(Beginning of Available records)
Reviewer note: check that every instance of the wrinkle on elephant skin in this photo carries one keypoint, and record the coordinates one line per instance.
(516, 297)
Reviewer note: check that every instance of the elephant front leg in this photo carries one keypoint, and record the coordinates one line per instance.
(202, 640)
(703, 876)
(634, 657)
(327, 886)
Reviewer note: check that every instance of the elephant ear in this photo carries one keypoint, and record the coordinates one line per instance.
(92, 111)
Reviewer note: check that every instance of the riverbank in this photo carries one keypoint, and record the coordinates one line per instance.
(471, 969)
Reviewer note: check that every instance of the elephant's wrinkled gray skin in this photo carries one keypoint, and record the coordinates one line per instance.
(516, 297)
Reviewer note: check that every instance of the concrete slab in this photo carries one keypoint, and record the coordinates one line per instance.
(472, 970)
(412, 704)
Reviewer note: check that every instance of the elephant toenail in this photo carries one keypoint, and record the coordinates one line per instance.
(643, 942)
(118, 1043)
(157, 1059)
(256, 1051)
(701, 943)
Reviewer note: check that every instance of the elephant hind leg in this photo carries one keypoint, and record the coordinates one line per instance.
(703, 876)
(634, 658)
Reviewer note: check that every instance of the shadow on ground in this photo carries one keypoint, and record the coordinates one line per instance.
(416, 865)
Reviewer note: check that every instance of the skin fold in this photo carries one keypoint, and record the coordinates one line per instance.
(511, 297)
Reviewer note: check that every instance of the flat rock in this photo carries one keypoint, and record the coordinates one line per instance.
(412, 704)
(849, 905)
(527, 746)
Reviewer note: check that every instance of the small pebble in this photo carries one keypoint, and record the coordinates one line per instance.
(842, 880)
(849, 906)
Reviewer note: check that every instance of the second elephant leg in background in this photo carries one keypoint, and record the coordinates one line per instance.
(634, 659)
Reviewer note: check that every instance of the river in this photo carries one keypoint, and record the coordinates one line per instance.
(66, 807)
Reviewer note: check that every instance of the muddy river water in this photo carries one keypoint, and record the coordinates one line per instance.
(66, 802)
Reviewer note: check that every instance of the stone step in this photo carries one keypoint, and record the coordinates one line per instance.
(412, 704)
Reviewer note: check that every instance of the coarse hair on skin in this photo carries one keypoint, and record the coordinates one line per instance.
(End of Available records)
Instructions to follow
Could you copy out all of the records above exactly?

Exercise output
Reviewer note: check that every instance of the wrinkle on elephant skin in this photo carries one keypoint, and record the coordinates one line per instance.
(516, 297)
Reviewer note: check that every instance of the elephant front leg in this photo carries one keypoint, and record the coordinates one line per instance.
(202, 640)
(703, 876)
(634, 657)
(327, 886)
Reviewer note: check that every instance of the elephant ear in this photo carries one keypoint, and record the coordinates one line per instance.
(92, 111)
Reviewer note: check that every instance of the riverbank in this photo carries one keypoint, and record the coordinates one line per instance.
(471, 969)
Reviewer note: check that every instance of the elephant's wrinkled gray skin in this photo carries one keypoint, and record the coordinates one line per instance.
(516, 297)
Reviewer note: check that every instance of the concrete slab in this photo carries one keypoint, and record the coordinates one line per instance.
(472, 970)
(412, 704)
Reviewer note: check that every instance of the elephant toenail in this photo carries one keypoint, and record the coordinates one line per instance.
(643, 942)
(118, 1043)
(157, 1059)
(256, 1051)
(701, 943)
Reviewer note: check that every instance of the elephant hind leg in this photo carries one keypoint, and record the coordinates one line per instance.
(703, 876)
(634, 658)
Reviewer note: check that every instance of the shadow on ground in this photo carries one keypoint, and record the coordinates one line per instance.
(416, 865)
Reviewer note: check that every instance of the skin fold in this photo carries one keypoint, and record the coordinates one line per instance.
(511, 297)
Reviewer note: check that every instance of the flat rock in this photo carries one keypoint, and record the coordinates one line per instance.
(412, 704)
(849, 905)
(527, 746)
Reviewer note: check that every instance of the small pebble in this photo carries one keypoint, and record the coordinates one line per instance.
(842, 880)
(849, 906)
Reviewer note: check that every instance of the second elephant leg in background in this photo carries one keypoint, and record the coordinates one line per instance.
(634, 659)
Reviewer note: check that every instance of the river in this photo carries one keypoint, and record the coordinates one line per instance.
(66, 807)
Reviewer note: check that every instance of the muddy river water in this photo carries one keypoint, and record the coordinates one line per instance.
(66, 802)
Reviewer note: check that every instance of the stone step in this photo carries one keypoint, and record the coordinates one line per instance.
(412, 704)
Reviewer note: check that every instance of the coarse hair on skin in this photo carries one keypoint, and record the coordinates one line per instance.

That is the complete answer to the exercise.